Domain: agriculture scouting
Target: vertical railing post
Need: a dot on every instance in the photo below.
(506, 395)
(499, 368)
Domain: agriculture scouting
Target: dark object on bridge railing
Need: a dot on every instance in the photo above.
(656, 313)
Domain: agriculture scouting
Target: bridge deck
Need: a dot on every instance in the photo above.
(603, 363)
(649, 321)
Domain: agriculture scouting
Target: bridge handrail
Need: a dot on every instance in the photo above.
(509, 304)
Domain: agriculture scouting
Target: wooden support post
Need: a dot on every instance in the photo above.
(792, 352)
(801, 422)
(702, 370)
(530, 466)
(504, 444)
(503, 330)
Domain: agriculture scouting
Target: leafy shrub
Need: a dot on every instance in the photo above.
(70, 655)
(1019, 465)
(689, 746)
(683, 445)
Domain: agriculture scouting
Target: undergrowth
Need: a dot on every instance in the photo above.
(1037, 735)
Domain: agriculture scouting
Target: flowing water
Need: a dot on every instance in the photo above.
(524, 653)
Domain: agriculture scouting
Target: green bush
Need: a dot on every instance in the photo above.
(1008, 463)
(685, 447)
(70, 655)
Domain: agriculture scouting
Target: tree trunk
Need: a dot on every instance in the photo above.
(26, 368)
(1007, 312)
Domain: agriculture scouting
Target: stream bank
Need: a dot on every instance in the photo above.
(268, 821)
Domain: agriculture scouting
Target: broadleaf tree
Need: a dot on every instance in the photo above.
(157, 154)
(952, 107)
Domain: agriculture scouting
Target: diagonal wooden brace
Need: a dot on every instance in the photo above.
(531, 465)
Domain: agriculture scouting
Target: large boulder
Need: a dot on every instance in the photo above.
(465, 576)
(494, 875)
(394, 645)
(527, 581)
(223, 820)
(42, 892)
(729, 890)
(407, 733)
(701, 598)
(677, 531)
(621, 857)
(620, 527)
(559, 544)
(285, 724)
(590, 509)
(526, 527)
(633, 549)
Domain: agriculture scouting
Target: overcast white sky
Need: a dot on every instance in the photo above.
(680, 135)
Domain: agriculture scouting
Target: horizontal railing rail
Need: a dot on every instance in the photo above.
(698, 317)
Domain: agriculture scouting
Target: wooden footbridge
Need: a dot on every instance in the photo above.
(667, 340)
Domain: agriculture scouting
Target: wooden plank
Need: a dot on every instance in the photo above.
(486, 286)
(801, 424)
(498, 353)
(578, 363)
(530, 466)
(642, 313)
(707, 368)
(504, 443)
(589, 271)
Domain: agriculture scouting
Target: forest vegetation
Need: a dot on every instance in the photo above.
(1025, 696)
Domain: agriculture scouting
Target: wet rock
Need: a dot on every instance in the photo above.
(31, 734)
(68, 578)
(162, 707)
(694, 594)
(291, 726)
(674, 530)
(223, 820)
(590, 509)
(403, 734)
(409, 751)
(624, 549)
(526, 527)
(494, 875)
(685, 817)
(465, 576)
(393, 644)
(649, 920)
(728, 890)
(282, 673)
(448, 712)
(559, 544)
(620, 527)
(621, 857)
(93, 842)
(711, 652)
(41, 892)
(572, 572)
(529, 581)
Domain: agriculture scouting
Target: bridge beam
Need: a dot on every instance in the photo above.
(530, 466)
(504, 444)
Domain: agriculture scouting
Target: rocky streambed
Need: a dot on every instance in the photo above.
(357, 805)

● ● ● ● ●

Transcribe every entry exactly.

Answer in full.
Domain: agriculture scouting
Target: vertical railing post
Need: a dot on every instance in the photo below.
(506, 395)
(499, 368)
Domain: agriculture scouting
Target: dark object on bridge railing
Need: a dot on every instance in the photo above.
(656, 313)
Domain: agriculture scouting
Target: bridge deck
Need: a dot on every instance in the photo above.
(603, 363)
(649, 321)
Domain: agriculture scouting
Target: bridge handrail
Need: a dot on every instance in the photo above.
(509, 304)
Domain: agriculture scouting
Target: wooden support post
Need: a dot on every instance in the photo above.
(792, 352)
(801, 422)
(702, 370)
(530, 466)
(504, 444)
(503, 330)
Domain: agriculture scouting
Target: leafy shrub
Need: a dot on every instance in the photo above.
(70, 655)
(1019, 465)
(689, 746)
(683, 445)
Domain: agriculture scouting
Target: undergrowth
Need: a dot on every instance in the photo above.
(1037, 735)
Domain: agriculture scouting
Target: flowing water
Need: a dot on every instance in the photo above.
(524, 653)
Domain: agriculture scouting
Target: green bush
Need: a dot on every instance in the photo above.
(1008, 463)
(685, 447)
(70, 655)
Domain: agriculture scouting
Target: tree trunk
Need: a dot on every instance in the photo above.
(26, 368)
(1007, 312)
Domain: agriculture scouting
Target: stream bank
Need: a dot on every instance in the photo above.
(268, 821)
Domain: agriculture scouting
Target: broadleaf tree
Need: a dot on every instance in the photo above.
(157, 154)
(952, 107)
Domain: agriculture scouting
Target: diagonal wooden brace
Need: a dot on every instance in the photo above.
(531, 465)
Domain: agriculture scouting
Target: large boulder
Need: a dot on every instance in the photo above.
(465, 576)
(494, 875)
(394, 645)
(527, 581)
(223, 820)
(42, 892)
(729, 890)
(407, 733)
(701, 598)
(677, 531)
(621, 857)
(620, 527)
(559, 544)
(285, 724)
(590, 509)
(526, 527)
(633, 549)
Domain: agriculture scouting
Target: overcast white sky
Need: a dot on every instance in the photo above.
(680, 135)
Domain: agriculture scouting
Target: horizontal railing rail
Need: a dot on every instance in the photo above.
(698, 317)
Domain: agriculture scouting
Target: wooden footbridge
Need: a dot on every instance in the photo above.
(667, 340)
Domain: agriculture scouting
Target: wooden plank
Need: a dot on every instance in the photo above.
(486, 286)
(801, 424)
(498, 353)
(578, 363)
(530, 466)
(642, 313)
(707, 368)
(504, 443)
(589, 271)
Domain: agriculture scouting
Target: forest vegetation
Need: a dot on every instance in the photo above.
(1025, 696)
Domain: agriculture scouting
Target: wet rock
Need: a dot on every instance in the photo above.
(31, 734)
(68, 578)
(162, 707)
(694, 594)
(291, 726)
(674, 530)
(223, 820)
(590, 509)
(403, 734)
(409, 751)
(624, 549)
(526, 527)
(494, 875)
(685, 817)
(465, 576)
(393, 644)
(649, 920)
(728, 890)
(282, 673)
(448, 712)
(559, 544)
(620, 527)
(621, 857)
(93, 842)
(711, 652)
(41, 892)
(572, 572)
(529, 581)
Domain: agriculture scouting
Target: bridge beam
Need: a dot on every instance in the photo above.
(530, 466)
(504, 444)
Domain: agriculture scouting
Target: rocky streambed
Need: a dot on every instance in the photo above.
(357, 805)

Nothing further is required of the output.